Selected passage:
★ ★ ★ ★ ★
That Man from Rio

Cédric Pérolini calls 1964’s That Man from Rio (L’Homme de Rio) the “missing link” between the Tintin comics and Indiana Jones. Our main character neither exclaims “Great snakes, she’s been hypnotized!” nor cracks a whip, but neither would be out of place. Jean-Paul Belmondo loved the Tintin comics and the whole story runs on Tintin logic. Notwithstanding an Oscar nomination for Best Original Screenplay, several plot points are drawn from the two-hander The Seven Crystal Balls and Prisoners of the Sun. Director Philippe de Broca claims Steven Spielberg saw That Man from Rio nine times, and several set pieces in the Jones films obviously take inspiration from scenes in the earlier film.

Spoilers toward the end.
★ ★ ★ ★ ★
Requests:
A) In the film write-up, can you change "Tintin" to "Spirou" and give back the part from "Cédric Pérolini calls" up to and including "toward the end."?
B) Can you lay out all the segmentation records as a two-column CSV with columns named request and mask, one row per request, holding its text and its answer, each in a single quoted field with line breaks turned into spaces?
The records that come next are unrelated to the film write-up.
★ ★ ★ ★ ★
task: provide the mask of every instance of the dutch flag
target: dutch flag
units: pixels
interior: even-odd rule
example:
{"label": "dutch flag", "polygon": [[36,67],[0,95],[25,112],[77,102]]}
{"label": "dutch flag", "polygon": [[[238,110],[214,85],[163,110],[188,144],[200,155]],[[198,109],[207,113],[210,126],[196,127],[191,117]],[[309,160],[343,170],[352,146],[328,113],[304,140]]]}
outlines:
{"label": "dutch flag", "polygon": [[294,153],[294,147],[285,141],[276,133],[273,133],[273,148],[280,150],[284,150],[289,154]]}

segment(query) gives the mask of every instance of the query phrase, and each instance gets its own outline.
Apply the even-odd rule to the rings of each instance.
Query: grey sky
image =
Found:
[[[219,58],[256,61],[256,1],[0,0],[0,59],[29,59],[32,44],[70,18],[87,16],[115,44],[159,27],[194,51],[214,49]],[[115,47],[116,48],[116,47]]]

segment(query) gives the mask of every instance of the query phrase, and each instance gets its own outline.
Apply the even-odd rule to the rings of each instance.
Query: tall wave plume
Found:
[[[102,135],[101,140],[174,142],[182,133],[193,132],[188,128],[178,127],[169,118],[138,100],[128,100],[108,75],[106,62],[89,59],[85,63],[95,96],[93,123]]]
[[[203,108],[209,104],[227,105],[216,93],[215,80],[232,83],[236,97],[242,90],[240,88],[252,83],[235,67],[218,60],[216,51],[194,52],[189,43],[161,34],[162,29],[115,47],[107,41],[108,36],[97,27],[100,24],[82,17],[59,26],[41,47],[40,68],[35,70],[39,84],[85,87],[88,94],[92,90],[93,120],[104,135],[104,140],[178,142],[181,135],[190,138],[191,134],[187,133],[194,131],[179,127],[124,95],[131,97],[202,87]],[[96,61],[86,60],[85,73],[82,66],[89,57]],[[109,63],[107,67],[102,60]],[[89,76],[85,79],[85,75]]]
★ ★ ★ ★ ★
Answers for the tasks:
A)
Cédric Pérolini calls 1964’s That Man from Rio (L’Homme de Rio) the “missing link” between the Spirou comics and Indiana Jones. Our main character neither exclaims “Great snakes, she’s been hypnotized!” nor cracks a whip, but neither would be out of place. Jean-Paul Belmondo loved the Spirou comics and the whole story runs on Spirou logic. Notwithstanding an Oscar nomination for Best Original Screenplay, several plot points are drawn from the two-hander The Seven Crystal Balls and Prisoners of the Sun. Director Philippe de Broca claims Steven Spielberg saw That Man from Rio nine times, and several set pieces in the Jones films obviously take inspiration from scenes in the earlier film.

Spoilers toward the end.

B)
request,mask
"task: provide the mask of every instance of the dutch flag target: dutch flag units: pixels interior: even-odd rule example: {""label"": ""dutch flag"", ""polygon"": [[36,67],[0,95],[25,112],[77,102]]} {""label"": ""dutch flag"", ""polygon"": [[[238,110],[214,85],[163,110],[188,144],[200,155]],[[198,109],[207,113],[210,126],[196,127],[191,117]],[[309,160],[343,170],[352,146],[328,113],[304,140]]]} outlines:","{""label"": ""dutch flag"", ""polygon"": [[294,153],[294,147],[285,141],[276,133],[273,133],[273,148],[280,150],[284,150],[289,154]]}"
"segment(query) gives the mask of every instance of the query phrase, and each instance gets its own outline. Apply the even-odd rule to the rings of each instance. Query: grey sky image = Found:","[[[219,58],[256,61],[256,1],[0,0],[0,59],[29,59],[32,44],[70,18],[87,16],[115,44],[159,27],[194,51],[214,49]],[[115,47],[116,48],[116,47]]]"
"segment(query) gives the mask of every instance of the query phrase, and each instance gets its own outline. Apply the even-odd rule to the rings of each instance. Query: tall wave plume Found:","[[[102,135],[101,140],[174,142],[182,133],[193,132],[188,128],[178,127],[169,118],[138,100],[128,100],[108,75],[106,62],[89,59],[85,63],[95,96],[93,123]]] [[[203,108],[209,104],[227,105],[216,93],[215,80],[232,83],[236,97],[242,90],[240,88],[252,83],[235,67],[218,60],[216,51],[194,52],[189,43],[161,34],[162,29],[115,47],[107,41],[108,36],[97,27],[100,24],[82,17],[59,26],[41,47],[40,68],[35,70],[39,84],[85,87],[88,94],[92,90],[93,120],[104,135],[104,140],[178,142],[181,135],[190,138],[191,134],[187,133],[194,131],[179,127],[124,95],[131,97],[202,87]],[[96,61],[86,60],[85,73],[82,66],[89,57]],[[109,63],[107,67],[102,60]],[[89,76],[85,79],[85,75]]]"